DO THIS: Copy all of the material below word for word, but leave the pictures out.

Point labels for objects
####################
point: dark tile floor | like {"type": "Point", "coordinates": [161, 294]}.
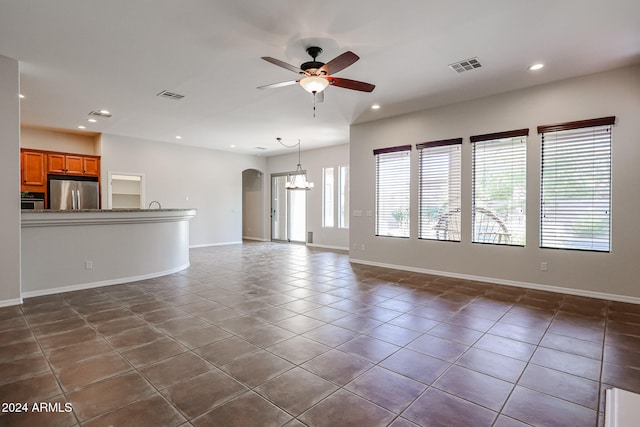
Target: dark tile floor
{"type": "Point", "coordinates": [273, 334]}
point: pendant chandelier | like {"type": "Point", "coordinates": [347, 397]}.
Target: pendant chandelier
{"type": "Point", "coordinates": [297, 180]}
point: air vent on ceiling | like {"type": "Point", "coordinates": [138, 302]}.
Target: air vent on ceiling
{"type": "Point", "coordinates": [99, 114]}
{"type": "Point", "coordinates": [170, 95]}
{"type": "Point", "coordinates": [465, 65]}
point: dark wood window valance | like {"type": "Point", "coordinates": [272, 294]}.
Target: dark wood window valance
{"type": "Point", "coordinates": [392, 149]}
{"type": "Point", "coordinates": [602, 121]}
{"type": "Point", "coordinates": [439, 143]}
{"type": "Point", "coordinates": [499, 135]}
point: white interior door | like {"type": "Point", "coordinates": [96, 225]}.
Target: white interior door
{"type": "Point", "coordinates": [288, 211]}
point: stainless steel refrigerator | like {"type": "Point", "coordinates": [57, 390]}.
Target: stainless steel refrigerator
{"type": "Point", "coordinates": [67, 194]}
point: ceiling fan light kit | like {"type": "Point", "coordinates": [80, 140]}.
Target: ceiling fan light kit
{"type": "Point", "coordinates": [316, 75]}
{"type": "Point", "coordinates": [314, 84]}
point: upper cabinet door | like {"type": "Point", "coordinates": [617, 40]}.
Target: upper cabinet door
{"type": "Point", "coordinates": [33, 168]}
{"type": "Point", "coordinates": [56, 163]}
{"type": "Point", "coordinates": [91, 166]}
{"type": "Point", "coordinates": [74, 165]}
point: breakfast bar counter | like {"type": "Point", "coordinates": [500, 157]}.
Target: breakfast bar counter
{"type": "Point", "coordinates": [64, 251]}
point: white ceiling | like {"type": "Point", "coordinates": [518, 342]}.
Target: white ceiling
{"type": "Point", "coordinates": [81, 55]}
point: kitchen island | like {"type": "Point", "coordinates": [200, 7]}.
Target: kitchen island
{"type": "Point", "coordinates": [64, 251]}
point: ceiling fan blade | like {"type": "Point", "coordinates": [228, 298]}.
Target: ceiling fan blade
{"type": "Point", "coordinates": [282, 64]}
{"type": "Point", "coordinates": [339, 63]}
{"type": "Point", "coordinates": [351, 84]}
{"type": "Point", "coordinates": [281, 84]}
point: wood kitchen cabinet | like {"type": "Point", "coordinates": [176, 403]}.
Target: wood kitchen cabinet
{"type": "Point", "coordinates": [73, 164]}
{"type": "Point", "coordinates": [36, 165]}
{"type": "Point", "coordinates": [32, 169]}
{"type": "Point", "coordinates": [91, 166]}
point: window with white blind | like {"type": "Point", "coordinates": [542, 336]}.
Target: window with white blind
{"type": "Point", "coordinates": [393, 188]}
{"type": "Point", "coordinates": [575, 185]}
{"type": "Point", "coordinates": [499, 187]}
{"type": "Point", "coordinates": [327, 197]}
{"type": "Point", "coordinates": [343, 196]}
{"type": "Point", "coordinates": [439, 189]}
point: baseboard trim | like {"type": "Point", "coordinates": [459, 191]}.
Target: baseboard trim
{"type": "Point", "coordinates": [338, 248]}
{"type": "Point", "coordinates": [119, 281]}
{"type": "Point", "coordinates": [207, 245]}
{"type": "Point", "coordinates": [257, 239]}
{"type": "Point", "coordinates": [517, 284]}
{"type": "Point", "coordinates": [10, 302]}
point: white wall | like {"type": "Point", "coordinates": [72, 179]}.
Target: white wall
{"type": "Point", "coordinates": [10, 182]}
{"type": "Point", "coordinates": [186, 177]}
{"type": "Point", "coordinates": [313, 161]}
{"type": "Point", "coordinates": [610, 93]}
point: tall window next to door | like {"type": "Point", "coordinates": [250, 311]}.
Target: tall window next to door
{"type": "Point", "coordinates": [343, 196]}
{"type": "Point", "coordinates": [575, 185]}
{"type": "Point", "coordinates": [439, 189]}
{"type": "Point", "coordinates": [327, 197]}
{"type": "Point", "coordinates": [393, 188]}
{"type": "Point", "coordinates": [499, 187]}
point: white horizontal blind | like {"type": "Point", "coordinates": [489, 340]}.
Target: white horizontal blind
{"type": "Point", "coordinates": [439, 190]}
{"type": "Point", "coordinates": [393, 187]}
{"type": "Point", "coordinates": [576, 189]}
{"type": "Point", "coordinates": [499, 190]}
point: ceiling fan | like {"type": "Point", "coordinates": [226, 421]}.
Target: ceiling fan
{"type": "Point", "coordinates": [316, 75]}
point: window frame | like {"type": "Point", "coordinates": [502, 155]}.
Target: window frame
{"type": "Point", "coordinates": [480, 214]}
{"type": "Point", "coordinates": [453, 213]}
{"type": "Point", "coordinates": [326, 209]}
{"type": "Point", "coordinates": [343, 197]}
{"type": "Point", "coordinates": [380, 214]}
{"type": "Point", "coordinates": [565, 242]}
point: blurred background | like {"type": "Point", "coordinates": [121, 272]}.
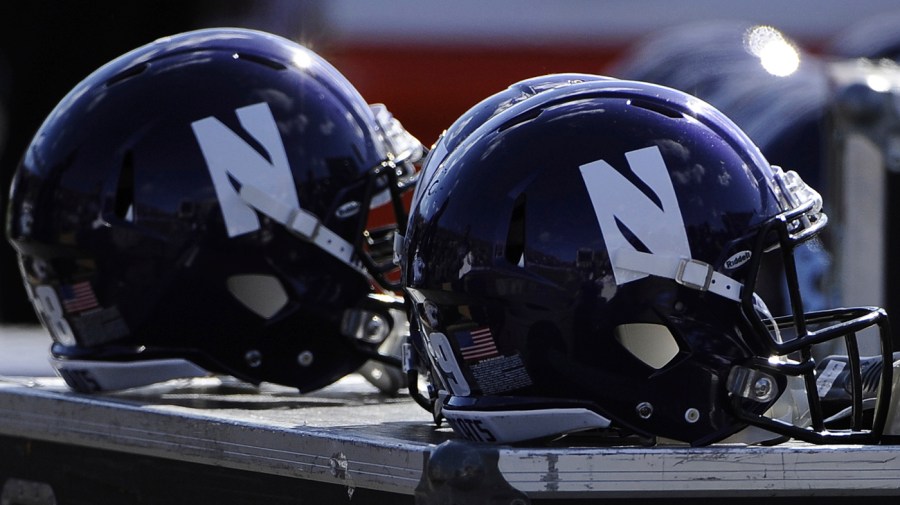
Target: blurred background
{"type": "Point", "coordinates": [429, 61]}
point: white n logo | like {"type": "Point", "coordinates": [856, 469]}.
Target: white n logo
{"type": "Point", "coordinates": [229, 156]}
{"type": "Point", "coordinates": [619, 202]}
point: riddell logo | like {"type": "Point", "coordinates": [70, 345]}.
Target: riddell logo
{"type": "Point", "coordinates": [737, 260]}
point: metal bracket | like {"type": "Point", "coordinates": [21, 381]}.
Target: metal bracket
{"type": "Point", "coordinates": [459, 471]}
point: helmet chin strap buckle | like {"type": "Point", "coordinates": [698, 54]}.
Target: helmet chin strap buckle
{"type": "Point", "coordinates": [688, 272]}
{"type": "Point", "coordinates": [694, 274]}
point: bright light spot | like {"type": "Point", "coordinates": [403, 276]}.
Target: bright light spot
{"type": "Point", "coordinates": [776, 54]}
{"type": "Point", "coordinates": [878, 83]}
{"type": "Point", "coordinates": [302, 59]}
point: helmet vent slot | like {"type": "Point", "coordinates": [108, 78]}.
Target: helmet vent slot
{"type": "Point", "coordinates": [515, 237]}
{"type": "Point", "coordinates": [522, 118]}
{"type": "Point", "coordinates": [657, 108]}
{"type": "Point", "coordinates": [127, 74]}
{"type": "Point", "coordinates": [124, 202]}
{"type": "Point", "coordinates": [262, 61]}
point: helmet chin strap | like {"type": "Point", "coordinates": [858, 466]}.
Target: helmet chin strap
{"type": "Point", "coordinates": [691, 273]}
{"type": "Point", "coordinates": [299, 221]}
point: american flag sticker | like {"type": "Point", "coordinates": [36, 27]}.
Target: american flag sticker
{"type": "Point", "coordinates": [78, 297]}
{"type": "Point", "coordinates": [477, 343]}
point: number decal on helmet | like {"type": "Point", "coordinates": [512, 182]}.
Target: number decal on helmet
{"type": "Point", "coordinates": [228, 156]}
{"type": "Point", "coordinates": [618, 202]}
{"type": "Point", "coordinates": [442, 353]}
{"type": "Point", "coordinates": [50, 310]}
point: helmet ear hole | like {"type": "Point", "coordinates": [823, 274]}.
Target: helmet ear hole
{"type": "Point", "coordinates": [653, 344]}
{"type": "Point", "coordinates": [262, 294]}
{"type": "Point", "coordinates": [515, 237]}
####################
WRITTEN ANSWER:
point: dark tile floor | like {"type": "Point", "coordinates": [161, 294]}.
Target: dark tile floor
{"type": "Point", "coordinates": [273, 334]}
point: pendant chandelier | like {"type": "Point", "coordinates": [347, 397]}.
Target: pendant chandelier
{"type": "Point", "coordinates": [297, 180]}
point: air vent on ceiling | like {"type": "Point", "coordinates": [138, 302]}.
Target: air vent on ceiling
{"type": "Point", "coordinates": [99, 114]}
{"type": "Point", "coordinates": [170, 95]}
{"type": "Point", "coordinates": [465, 65]}
point: dark wood window valance | like {"type": "Point", "coordinates": [272, 294]}.
Target: dark wood window valance
{"type": "Point", "coordinates": [392, 149]}
{"type": "Point", "coordinates": [602, 121]}
{"type": "Point", "coordinates": [439, 143]}
{"type": "Point", "coordinates": [499, 135]}
point: white interior door | like {"type": "Point", "coordinates": [96, 225]}.
Target: white interior door
{"type": "Point", "coordinates": [288, 211]}
point: stainless steel refrigerator | like {"type": "Point", "coordinates": [57, 390]}.
Target: stainless steel refrigerator
{"type": "Point", "coordinates": [67, 194]}
point: ceiling fan light kit | like {"type": "Point", "coordinates": [80, 140]}.
Target: ceiling fan light kit
{"type": "Point", "coordinates": [316, 75]}
{"type": "Point", "coordinates": [314, 84]}
point: upper cabinet door | like {"type": "Point", "coordinates": [617, 40]}.
Target: upper cabinet door
{"type": "Point", "coordinates": [33, 168]}
{"type": "Point", "coordinates": [56, 163]}
{"type": "Point", "coordinates": [91, 166]}
{"type": "Point", "coordinates": [74, 165]}
point: breakfast bar counter | like {"type": "Point", "coordinates": [500, 157]}.
Target: breakfast bar counter
{"type": "Point", "coordinates": [64, 251]}
point: white ceiling | like {"type": "Point", "coordinates": [518, 342]}.
Target: white ceiling
{"type": "Point", "coordinates": [81, 55]}
point: kitchen island | like {"type": "Point", "coordinates": [200, 7]}.
Target: kitchen island
{"type": "Point", "coordinates": [64, 251]}
point: ceiling fan blade | like {"type": "Point", "coordinates": [228, 298]}.
Target: ceiling fan blade
{"type": "Point", "coordinates": [282, 64]}
{"type": "Point", "coordinates": [339, 63]}
{"type": "Point", "coordinates": [351, 84]}
{"type": "Point", "coordinates": [281, 84]}
point: wood kitchen cabinet | like {"type": "Point", "coordinates": [176, 403]}.
Target: wood kitchen cabinet
{"type": "Point", "coordinates": [73, 164]}
{"type": "Point", "coordinates": [36, 165]}
{"type": "Point", "coordinates": [32, 169]}
{"type": "Point", "coordinates": [91, 166]}
point: window with white blind | like {"type": "Point", "coordinates": [542, 336]}.
Target: window with white blind
{"type": "Point", "coordinates": [393, 188]}
{"type": "Point", "coordinates": [575, 185]}
{"type": "Point", "coordinates": [499, 187]}
{"type": "Point", "coordinates": [327, 197]}
{"type": "Point", "coordinates": [343, 196]}
{"type": "Point", "coordinates": [439, 189]}
point: baseboard trim | like {"type": "Point", "coordinates": [459, 191]}.
Target: baseboard trim
{"type": "Point", "coordinates": [338, 248]}
{"type": "Point", "coordinates": [119, 281]}
{"type": "Point", "coordinates": [207, 245]}
{"type": "Point", "coordinates": [257, 239]}
{"type": "Point", "coordinates": [517, 284]}
{"type": "Point", "coordinates": [10, 302]}
point: white wall | like {"type": "Point", "coordinates": [72, 179]}.
Target: white wall
{"type": "Point", "coordinates": [10, 182]}
{"type": "Point", "coordinates": [186, 177]}
{"type": "Point", "coordinates": [313, 161]}
{"type": "Point", "coordinates": [610, 93]}
point: tall window next to door | like {"type": "Point", "coordinates": [250, 311]}.
Target: tall window next to door
{"type": "Point", "coordinates": [343, 196]}
{"type": "Point", "coordinates": [575, 185]}
{"type": "Point", "coordinates": [439, 189]}
{"type": "Point", "coordinates": [327, 197]}
{"type": "Point", "coordinates": [393, 188]}
{"type": "Point", "coordinates": [499, 187]}
point: white horizontal blind | like {"type": "Point", "coordinates": [489, 340]}.
Target: white horizontal blind
{"type": "Point", "coordinates": [439, 190]}
{"type": "Point", "coordinates": [393, 187]}
{"type": "Point", "coordinates": [576, 189]}
{"type": "Point", "coordinates": [499, 190]}
point: ceiling fan | like {"type": "Point", "coordinates": [226, 421]}.
Target: ceiling fan
{"type": "Point", "coordinates": [316, 75]}
point: window frame | like {"type": "Point", "coordinates": [502, 155]}.
Target: window frame
{"type": "Point", "coordinates": [480, 214]}
{"type": "Point", "coordinates": [453, 213]}
{"type": "Point", "coordinates": [326, 209]}
{"type": "Point", "coordinates": [343, 197]}
{"type": "Point", "coordinates": [380, 214]}
{"type": "Point", "coordinates": [565, 242]}
point: blurred background | like {"type": "Point", "coordinates": [121, 272]}.
Target: blurred background
{"type": "Point", "coordinates": [429, 61]}
point: white n logo | like {"type": "Point", "coordinates": [856, 469]}.
Target: white n logo
{"type": "Point", "coordinates": [229, 156]}
{"type": "Point", "coordinates": [619, 202]}
point: riddell logo | like {"type": "Point", "coordinates": [70, 345]}.
Target: riddell logo
{"type": "Point", "coordinates": [737, 260]}
point: metal bracket | like {"type": "Point", "coordinates": [21, 381]}.
Target: metal bracket
{"type": "Point", "coordinates": [459, 471]}
point: helmet chin strap buckle | like {"type": "Point", "coordinates": [698, 54]}.
Target: helmet chin strap buckle
{"type": "Point", "coordinates": [688, 272]}
{"type": "Point", "coordinates": [694, 274]}
point: bright light spot | like {"type": "Point", "coordinates": [403, 276]}.
Target: bright light spot
{"type": "Point", "coordinates": [776, 54]}
{"type": "Point", "coordinates": [878, 83]}
{"type": "Point", "coordinates": [302, 59]}
point: helmet vent slot | like {"type": "Point", "coordinates": [108, 78]}.
Target: helmet vent slot
{"type": "Point", "coordinates": [515, 237]}
{"type": "Point", "coordinates": [522, 118]}
{"type": "Point", "coordinates": [657, 108]}
{"type": "Point", "coordinates": [127, 74]}
{"type": "Point", "coordinates": [124, 202]}
{"type": "Point", "coordinates": [262, 61]}
point: helmet chin strap | like {"type": "Point", "coordinates": [858, 466]}.
Target: helmet chin strap
{"type": "Point", "coordinates": [691, 273]}
{"type": "Point", "coordinates": [299, 221]}
point: american flag sticker | like {"type": "Point", "coordinates": [36, 27]}.
Target: american flag sticker
{"type": "Point", "coordinates": [78, 297]}
{"type": "Point", "coordinates": [477, 343]}
point: number decal on helmet | like {"type": "Point", "coordinates": [512, 182]}.
Target: number decal on helmet
{"type": "Point", "coordinates": [228, 156]}
{"type": "Point", "coordinates": [618, 202]}
{"type": "Point", "coordinates": [442, 353]}
{"type": "Point", "coordinates": [50, 310]}
point: helmet ear hole | like {"type": "Point", "coordinates": [823, 274]}.
Target: helmet ear hole
{"type": "Point", "coordinates": [653, 344]}
{"type": "Point", "coordinates": [262, 294]}
{"type": "Point", "coordinates": [515, 237]}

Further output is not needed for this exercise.